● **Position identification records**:

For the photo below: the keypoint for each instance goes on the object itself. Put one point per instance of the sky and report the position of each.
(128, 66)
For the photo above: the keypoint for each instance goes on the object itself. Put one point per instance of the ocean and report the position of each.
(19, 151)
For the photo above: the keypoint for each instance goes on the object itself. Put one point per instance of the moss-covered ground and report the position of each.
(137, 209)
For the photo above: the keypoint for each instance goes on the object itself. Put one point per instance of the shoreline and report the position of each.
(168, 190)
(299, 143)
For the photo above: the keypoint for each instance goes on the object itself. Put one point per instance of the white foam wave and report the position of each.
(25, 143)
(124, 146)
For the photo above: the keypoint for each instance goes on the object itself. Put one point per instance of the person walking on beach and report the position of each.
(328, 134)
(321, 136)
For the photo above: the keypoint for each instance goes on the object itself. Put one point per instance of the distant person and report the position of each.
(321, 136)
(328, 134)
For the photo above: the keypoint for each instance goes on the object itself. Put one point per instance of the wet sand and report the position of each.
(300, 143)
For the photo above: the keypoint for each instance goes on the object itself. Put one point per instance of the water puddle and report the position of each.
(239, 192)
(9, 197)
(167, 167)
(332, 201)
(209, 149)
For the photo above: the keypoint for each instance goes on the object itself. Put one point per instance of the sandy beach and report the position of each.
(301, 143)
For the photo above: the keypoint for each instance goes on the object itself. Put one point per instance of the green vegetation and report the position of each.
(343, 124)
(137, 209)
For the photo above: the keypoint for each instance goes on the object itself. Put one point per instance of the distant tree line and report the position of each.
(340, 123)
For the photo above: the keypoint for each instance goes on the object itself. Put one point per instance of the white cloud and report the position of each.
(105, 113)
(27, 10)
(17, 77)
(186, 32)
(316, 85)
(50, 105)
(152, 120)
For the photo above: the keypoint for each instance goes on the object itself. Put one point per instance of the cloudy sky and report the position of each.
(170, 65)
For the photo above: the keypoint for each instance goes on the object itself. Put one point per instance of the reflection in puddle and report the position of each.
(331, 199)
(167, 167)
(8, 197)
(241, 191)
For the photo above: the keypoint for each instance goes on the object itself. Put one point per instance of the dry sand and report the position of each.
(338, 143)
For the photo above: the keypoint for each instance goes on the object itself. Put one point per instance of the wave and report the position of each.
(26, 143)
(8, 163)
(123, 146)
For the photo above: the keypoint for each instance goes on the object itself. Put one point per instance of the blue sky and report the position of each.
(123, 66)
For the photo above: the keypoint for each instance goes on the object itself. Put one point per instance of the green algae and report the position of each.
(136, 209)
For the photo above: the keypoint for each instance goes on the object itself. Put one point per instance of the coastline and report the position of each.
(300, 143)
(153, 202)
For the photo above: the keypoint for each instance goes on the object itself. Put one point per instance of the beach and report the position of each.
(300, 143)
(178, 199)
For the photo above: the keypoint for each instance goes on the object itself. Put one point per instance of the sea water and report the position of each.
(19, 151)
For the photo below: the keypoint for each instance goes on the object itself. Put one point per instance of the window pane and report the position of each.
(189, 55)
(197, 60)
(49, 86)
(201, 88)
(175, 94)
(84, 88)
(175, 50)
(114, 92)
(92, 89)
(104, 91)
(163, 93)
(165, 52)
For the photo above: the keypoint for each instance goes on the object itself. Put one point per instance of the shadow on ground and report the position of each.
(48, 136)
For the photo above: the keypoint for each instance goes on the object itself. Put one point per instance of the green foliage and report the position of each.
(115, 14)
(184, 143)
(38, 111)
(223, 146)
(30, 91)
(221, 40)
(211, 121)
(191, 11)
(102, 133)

● **To be done**:
Please write out, unchanged, the stretch of entries from the line containing "foliage and report the position of each." through the end of the entries.

● **Response for this exercise**:
For the photo above: the keypoint for each instance goes on the object itself. Put one point per instance of the green foliage and report the position of each.
(115, 14)
(184, 143)
(38, 111)
(223, 146)
(30, 91)
(221, 40)
(211, 121)
(191, 11)
(102, 133)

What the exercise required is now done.